_Documento de origem_:
___

Até aí está tudo bem. A questão é que Trainwreck não é exatamente sobre um trem desgovernado, mas sobre alguém finalmente entrando nos trilhos da sociedade careta. Embora Kim, seus amigos e sua família sejam retratados como pessoas patéticas e sem graça, é a eles que Amy recorre com frequência e é esse estilo de vida que, no final das contas, é tido como ‘certo’ e ‘desejado’. O encontro com Aaron representa simplesmente a entrada definitiva da protagonista nesse mundo de pessoas ‘que sabem para onde estão indo’.

Essa perspectiva, aliás, fica demarcada ainda mais fortemente pelos subsequentes comentários racistas de seu pai e seu falecimento. A filha que levou o ensinamento do pai a sério vai, a cada nova cena, deixando para trás o mundo onde “a monogamia não é realística” e a velha instrução passa a ser vista como algo ultrapassado e até mesmo perigoso. Sinceramente, não há nada errado em querer passar essa mensagem. Mas confesso que não era isso o que eu esperava de Amy Schumer.

Assim, para quem esperava uma comédia diferente e que enaltecesse o empoderamento feminino, Trainwreck acaba decepcionando. Quem quiser apenas rir das bobagens que saem da mente criativa de Schumer vai se divertir com certeza, mas a história perde valor no processo. Há muitas piadas sobre sexo e sobre sexualidade, ainda que o filme acabe sendo apenas mais uma comédia romântica tradicional, inclusive mais comum do que a maior parte das produções que levam o nome do diretor Judd Apatow.

No fim do dia, por mais que tenha me feito rir em muitos momentos e que tenha dado um passo na direção certa, Trainwreck não é exatamente a comédia que eu queria ver. Um filme que, acima de tudo, enaltece a liberdade feminina e que não julga suas personagens. Vai ficar para a próxima.

___

_Lista de dados_:

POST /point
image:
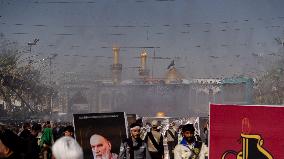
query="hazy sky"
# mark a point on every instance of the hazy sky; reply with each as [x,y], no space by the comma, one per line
[206,38]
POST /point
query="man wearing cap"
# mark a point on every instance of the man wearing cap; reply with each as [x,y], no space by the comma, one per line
[134,147]
[154,141]
[189,148]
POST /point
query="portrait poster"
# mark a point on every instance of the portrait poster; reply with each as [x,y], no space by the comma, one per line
[111,126]
[248,132]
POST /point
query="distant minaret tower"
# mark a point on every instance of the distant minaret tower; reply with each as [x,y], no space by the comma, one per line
[116,67]
[143,71]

___

_Tarefa a realizar_: Reproduza, por favor, sem nenhuma alteração, o trecho da resenha de Trainwreck que vai de "No fim do dia, por" a "para a próxima.".

_Resultado da tarefa_:
No fim do dia, por mais que tenha me feito rir em muitos momentos e que tenha dado um passo na direção certa, Trainwreck não é exatamente a comédia que eu queria ver. Um filme que, acima de tudo, enaltece a liberdade feminina e que não julga suas personagens. Vai ficar para a próxima.